ACTIVITY
Nothing in the records may be left out or reworded; return them exactly.

Source data:
Content starts

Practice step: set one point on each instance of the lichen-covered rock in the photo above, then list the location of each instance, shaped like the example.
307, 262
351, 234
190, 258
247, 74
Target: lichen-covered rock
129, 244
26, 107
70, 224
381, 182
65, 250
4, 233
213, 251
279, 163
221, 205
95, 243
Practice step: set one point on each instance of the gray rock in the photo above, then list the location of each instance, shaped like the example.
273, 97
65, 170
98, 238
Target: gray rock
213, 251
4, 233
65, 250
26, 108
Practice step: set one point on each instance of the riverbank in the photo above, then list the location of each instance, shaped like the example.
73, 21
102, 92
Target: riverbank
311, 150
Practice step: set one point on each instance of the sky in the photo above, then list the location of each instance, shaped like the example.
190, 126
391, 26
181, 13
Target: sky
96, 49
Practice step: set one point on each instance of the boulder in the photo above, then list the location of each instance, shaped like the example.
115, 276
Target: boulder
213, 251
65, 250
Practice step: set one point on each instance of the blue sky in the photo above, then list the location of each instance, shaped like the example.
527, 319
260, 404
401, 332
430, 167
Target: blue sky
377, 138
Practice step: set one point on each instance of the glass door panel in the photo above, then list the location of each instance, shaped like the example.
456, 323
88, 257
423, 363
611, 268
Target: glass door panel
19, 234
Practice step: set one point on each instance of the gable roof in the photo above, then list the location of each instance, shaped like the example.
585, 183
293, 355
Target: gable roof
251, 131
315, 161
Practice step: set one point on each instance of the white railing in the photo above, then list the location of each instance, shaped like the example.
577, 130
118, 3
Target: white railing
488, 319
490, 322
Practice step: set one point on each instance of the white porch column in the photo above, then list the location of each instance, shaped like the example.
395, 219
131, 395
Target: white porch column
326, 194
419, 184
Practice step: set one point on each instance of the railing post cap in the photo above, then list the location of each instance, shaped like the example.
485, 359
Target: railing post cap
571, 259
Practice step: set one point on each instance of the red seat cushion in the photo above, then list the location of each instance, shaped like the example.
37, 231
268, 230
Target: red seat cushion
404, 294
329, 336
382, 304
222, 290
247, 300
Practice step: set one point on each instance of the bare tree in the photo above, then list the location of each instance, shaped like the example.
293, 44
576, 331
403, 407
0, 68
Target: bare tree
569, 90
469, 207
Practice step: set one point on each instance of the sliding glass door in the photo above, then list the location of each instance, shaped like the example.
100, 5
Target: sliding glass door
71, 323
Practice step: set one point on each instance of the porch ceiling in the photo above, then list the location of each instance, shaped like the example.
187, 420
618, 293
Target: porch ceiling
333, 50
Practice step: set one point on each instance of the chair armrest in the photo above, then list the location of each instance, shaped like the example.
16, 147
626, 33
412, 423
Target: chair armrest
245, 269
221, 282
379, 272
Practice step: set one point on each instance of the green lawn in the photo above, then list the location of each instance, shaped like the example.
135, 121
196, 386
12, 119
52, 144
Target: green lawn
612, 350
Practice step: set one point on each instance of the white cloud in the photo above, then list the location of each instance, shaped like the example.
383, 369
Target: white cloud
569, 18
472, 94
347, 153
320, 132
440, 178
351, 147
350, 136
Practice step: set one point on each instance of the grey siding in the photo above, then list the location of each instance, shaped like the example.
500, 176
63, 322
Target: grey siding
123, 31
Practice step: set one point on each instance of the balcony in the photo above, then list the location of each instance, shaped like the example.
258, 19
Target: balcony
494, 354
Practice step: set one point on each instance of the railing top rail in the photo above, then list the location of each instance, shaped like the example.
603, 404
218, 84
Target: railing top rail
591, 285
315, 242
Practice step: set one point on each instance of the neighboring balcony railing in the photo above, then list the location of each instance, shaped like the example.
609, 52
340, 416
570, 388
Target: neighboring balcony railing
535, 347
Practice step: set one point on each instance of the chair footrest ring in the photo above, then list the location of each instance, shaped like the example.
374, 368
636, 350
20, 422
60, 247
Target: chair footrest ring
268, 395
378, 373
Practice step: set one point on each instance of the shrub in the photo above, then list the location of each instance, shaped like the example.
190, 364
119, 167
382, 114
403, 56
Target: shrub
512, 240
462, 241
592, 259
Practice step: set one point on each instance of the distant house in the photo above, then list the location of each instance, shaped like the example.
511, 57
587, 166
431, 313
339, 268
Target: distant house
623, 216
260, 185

Content ends

EXERCISE ANSWER
Practice step: set one point on each instance of the lichen-covered rock in the photo above, then list the location of each instance, shaped like the example.
307, 262
351, 234
190, 258
247, 74
Target: lichen-covered rock
129, 244
26, 107
70, 224
381, 182
65, 250
4, 233
213, 251
279, 163
221, 205
95, 243
Practice step: set one point on each instance of the gray rock in the photo above, then list the location of each instance, shaped like the example.
273, 97
65, 170
98, 238
Target: gray rock
213, 251
4, 233
65, 250
26, 108
Practice step: set one point on each instance of the riverbank in the photo above, then list the location of each instance, shaped like the example.
73, 21
102, 92
Target: riverbank
311, 150
Practice step: set one point on each instance of the sky in the photo above, then list the location of each instance, shaped like the example.
190, 126
391, 26
181, 13
Target: sky
96, 49
Practice step: set one point on each instance of the boulder in the photo above, then list the location of each instance, shaped like the example.
115, 276
Target: boulder
213, 251
65, 250
Practice step: set one point on each instance of the blue sky in the photo above, then list the location of each instance, shaped like the example.
527, 319
260, 404
401, 332
430, 167
Target: blue sky
377, 138
Practice step: set one point on each instance of the glass door panel in the photo above, then list the location of each instance, shaped like the example.
456, 323
88, 257
423, 363
611, 268
Target: glass door panel
19, 234
Practice step: set one point on each instance of the gable roof in the photo above, then list the location of each instance, shaped like the example.
585, 183
293, 355
Target: gable roof
251, 131
315, 161
Practice step: set one point on each instance of the white railing in the photo above, then list the location of each instance, shaped like the example.
577, 130
118, 3
Target: white railing
488, 319
490, 322
Practice step: set one point on each instance of the white porch column in the photo above, then list the location of each instance, shaped like the example.
395, 219
131, 395
Target: white porch column
326, 194
419, 184
Practice step: set one point on each instance of the railing post cap in the photo above, then list the location of each instance, shaped like the example.
485, 359
Target: railing post cap
571, 259
Practice step: set one point on each instance of the red seat cushion in the photo above, then list the location of each instance, shaped like the example.
37, 231
268, 230
Target: red seat cushion
404, 294
329, 336
382, 304
222, 290
247, 300
Practice step: set one point on each instance of the bare tree in the photo above, then list the location of each instance, shaped like the example.
293, 44
576, 331
403, 407
0, 68
Target: bare tree
569, 90
469, 207
Practice step: set one point on each instance of the sliding glass door in the photo above, then list the location of each instance, shaped like the example.
100, 5
Target: sliding glass door
71, 323
Practice step: set one point on each instance of the porch ceiling in the photo above, then list the location of each instance, shaped like the example.
187, 420
618, 293
Target: porch ceiling
333, 50
Practice step: set one point on each instance of the chair armrest in the photo above, then list the location of each instance, shaped like the example.
16, 147
626, 33
412, 423
Target: chair armrest
245, 269
221, 282
379, 272
Practice step: set one point on each instance of the green lawn in the photo above, then list the location of each instance, shaped like the example.
135, 121
196, 386
12, 119
52, 144
Target: green lawn
612, 350
Practice step: set one point on each instance of the white cloud in the photo above, then list the location of each instance, shaped like the example.
383, 369
Target: white cloud
569, 18
472, 94
347, 153
320, 132
440, 178
351, 147
350, 136
Practice step: set one point on each instance of the grey siding in the photo above, then list the location of each instance, shaped like the example.
500, 176
63, 322
Target: grey siding
123, 31
Practice step: set one point on each instance of the balcony in the photo above, then list the location of each instance, shaped like the example.
258, 19
Target: balcony
494, 354
Practice step: set one point on each instance of the railing top rail in the photo above, then list the location of each instance, shaped like the example.
603, 404
218, 84
Target: railing top rail
591, 285
315, 242
Practice step: set one point on each instance of the neighboring balcony railing in the photo above, then list the location of each instance, shaped like the example.
609, 52
340, 416
570, 388
Target: neighboring balcony railing
535, 347
Practice step: set one point on each instance of the chair footrest ring in the photo above, then list the location of each instance, shaped like the example.
374, 368
636, 350
20, 422
60, 247
Target: chair footrest ring
268, 395
378, 373
Practice step: set one point on each instance of the shrub in the photo above, then list the location of each instance, shaped like the example.
190, 364
119, 167
382, 114
403, 56
Target: shrub
512, 240
462, 241
592, 259
Practice step: set one point on each instance of the distant house in the photo above, then list the location of each instance, shaped like the example.
511, 57
587, 166
431, 313
339, 268
Target: distant house
623, 216
260, 185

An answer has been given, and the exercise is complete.